• _Problem description_
Which lines in the records below contain the word "black"? Find them all and copy each one in full, counting a match only when the case is the same.
##### Records for the task #####
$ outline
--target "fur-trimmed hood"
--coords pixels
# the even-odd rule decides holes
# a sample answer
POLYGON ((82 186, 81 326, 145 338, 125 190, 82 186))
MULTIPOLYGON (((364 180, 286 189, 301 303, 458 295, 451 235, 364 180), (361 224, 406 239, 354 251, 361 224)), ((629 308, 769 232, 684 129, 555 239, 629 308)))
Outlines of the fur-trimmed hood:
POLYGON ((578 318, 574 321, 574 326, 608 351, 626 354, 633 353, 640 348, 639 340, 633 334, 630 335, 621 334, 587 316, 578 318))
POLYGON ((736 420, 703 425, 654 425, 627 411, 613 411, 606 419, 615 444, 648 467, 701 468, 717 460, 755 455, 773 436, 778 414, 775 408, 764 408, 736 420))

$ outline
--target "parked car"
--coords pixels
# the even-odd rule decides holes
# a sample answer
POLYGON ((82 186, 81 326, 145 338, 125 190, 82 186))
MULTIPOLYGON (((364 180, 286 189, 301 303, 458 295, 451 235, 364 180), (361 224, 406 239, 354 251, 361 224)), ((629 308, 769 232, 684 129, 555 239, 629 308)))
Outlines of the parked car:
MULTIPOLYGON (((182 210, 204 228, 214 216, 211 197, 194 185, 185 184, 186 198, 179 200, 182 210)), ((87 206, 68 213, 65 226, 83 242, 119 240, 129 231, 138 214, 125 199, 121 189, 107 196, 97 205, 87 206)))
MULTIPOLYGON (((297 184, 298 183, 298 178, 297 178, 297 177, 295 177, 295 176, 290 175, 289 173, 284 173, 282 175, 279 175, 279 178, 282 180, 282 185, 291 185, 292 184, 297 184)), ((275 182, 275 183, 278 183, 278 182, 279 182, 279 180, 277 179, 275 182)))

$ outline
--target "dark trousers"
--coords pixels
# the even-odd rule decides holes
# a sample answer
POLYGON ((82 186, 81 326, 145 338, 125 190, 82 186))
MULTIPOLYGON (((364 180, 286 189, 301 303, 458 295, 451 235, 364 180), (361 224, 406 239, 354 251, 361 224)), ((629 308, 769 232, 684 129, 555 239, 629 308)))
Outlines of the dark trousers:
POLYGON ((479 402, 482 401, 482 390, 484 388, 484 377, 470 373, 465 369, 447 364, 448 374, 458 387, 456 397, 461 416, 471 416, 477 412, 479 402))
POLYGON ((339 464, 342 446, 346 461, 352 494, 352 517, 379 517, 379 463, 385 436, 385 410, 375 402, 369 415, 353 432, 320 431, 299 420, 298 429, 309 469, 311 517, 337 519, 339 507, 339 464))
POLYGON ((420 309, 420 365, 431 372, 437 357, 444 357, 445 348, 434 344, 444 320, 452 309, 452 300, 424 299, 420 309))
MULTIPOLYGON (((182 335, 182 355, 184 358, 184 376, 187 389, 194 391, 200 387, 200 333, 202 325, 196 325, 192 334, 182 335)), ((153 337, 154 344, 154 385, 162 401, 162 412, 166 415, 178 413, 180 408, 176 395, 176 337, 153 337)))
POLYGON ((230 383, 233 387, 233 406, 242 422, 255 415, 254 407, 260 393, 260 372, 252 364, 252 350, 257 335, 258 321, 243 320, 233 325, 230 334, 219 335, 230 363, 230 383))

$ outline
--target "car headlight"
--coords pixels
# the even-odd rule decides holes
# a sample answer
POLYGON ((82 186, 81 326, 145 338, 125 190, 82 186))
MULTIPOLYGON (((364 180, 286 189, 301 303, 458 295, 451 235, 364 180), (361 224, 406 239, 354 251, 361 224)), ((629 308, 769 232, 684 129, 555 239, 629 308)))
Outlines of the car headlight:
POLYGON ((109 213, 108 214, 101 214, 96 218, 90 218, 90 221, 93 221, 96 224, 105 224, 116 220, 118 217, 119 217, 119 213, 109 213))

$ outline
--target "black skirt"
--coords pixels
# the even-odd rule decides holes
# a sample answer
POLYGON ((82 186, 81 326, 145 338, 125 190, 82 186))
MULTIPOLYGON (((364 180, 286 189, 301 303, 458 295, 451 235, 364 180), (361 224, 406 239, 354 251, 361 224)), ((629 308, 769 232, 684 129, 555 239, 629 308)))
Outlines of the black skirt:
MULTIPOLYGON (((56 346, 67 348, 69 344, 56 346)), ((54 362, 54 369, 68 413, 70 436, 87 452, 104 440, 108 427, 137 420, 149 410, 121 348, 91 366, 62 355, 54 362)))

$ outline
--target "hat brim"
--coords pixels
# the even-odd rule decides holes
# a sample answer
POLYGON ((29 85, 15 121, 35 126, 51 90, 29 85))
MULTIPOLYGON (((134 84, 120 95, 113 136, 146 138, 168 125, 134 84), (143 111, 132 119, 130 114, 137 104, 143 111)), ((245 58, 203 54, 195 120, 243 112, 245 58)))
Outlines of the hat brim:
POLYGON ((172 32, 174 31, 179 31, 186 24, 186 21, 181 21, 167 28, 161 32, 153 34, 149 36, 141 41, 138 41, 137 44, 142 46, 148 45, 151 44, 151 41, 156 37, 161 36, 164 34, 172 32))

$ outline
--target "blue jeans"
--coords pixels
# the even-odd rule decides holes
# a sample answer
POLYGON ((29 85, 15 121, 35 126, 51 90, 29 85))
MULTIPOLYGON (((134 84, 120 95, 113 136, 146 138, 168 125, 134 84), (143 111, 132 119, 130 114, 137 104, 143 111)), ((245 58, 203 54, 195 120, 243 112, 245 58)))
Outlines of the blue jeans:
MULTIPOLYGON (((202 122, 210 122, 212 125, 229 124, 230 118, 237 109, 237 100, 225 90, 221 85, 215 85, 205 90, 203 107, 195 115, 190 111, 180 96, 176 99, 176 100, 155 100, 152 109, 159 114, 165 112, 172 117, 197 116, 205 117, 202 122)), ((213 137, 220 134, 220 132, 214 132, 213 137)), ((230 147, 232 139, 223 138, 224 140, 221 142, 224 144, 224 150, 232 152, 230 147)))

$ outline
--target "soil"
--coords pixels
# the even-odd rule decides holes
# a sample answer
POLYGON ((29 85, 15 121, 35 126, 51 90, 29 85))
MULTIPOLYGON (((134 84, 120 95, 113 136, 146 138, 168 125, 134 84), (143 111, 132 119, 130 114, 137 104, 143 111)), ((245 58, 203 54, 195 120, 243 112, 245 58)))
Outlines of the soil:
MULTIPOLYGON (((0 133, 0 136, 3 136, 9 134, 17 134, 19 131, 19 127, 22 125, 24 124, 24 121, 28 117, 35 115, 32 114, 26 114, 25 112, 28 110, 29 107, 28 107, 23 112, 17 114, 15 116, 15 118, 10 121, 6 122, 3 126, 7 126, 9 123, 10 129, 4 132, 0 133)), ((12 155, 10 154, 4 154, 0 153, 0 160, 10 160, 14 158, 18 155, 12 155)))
#####
• _Exercise answer_
--target "black skirt"
Outlines of the black skirt:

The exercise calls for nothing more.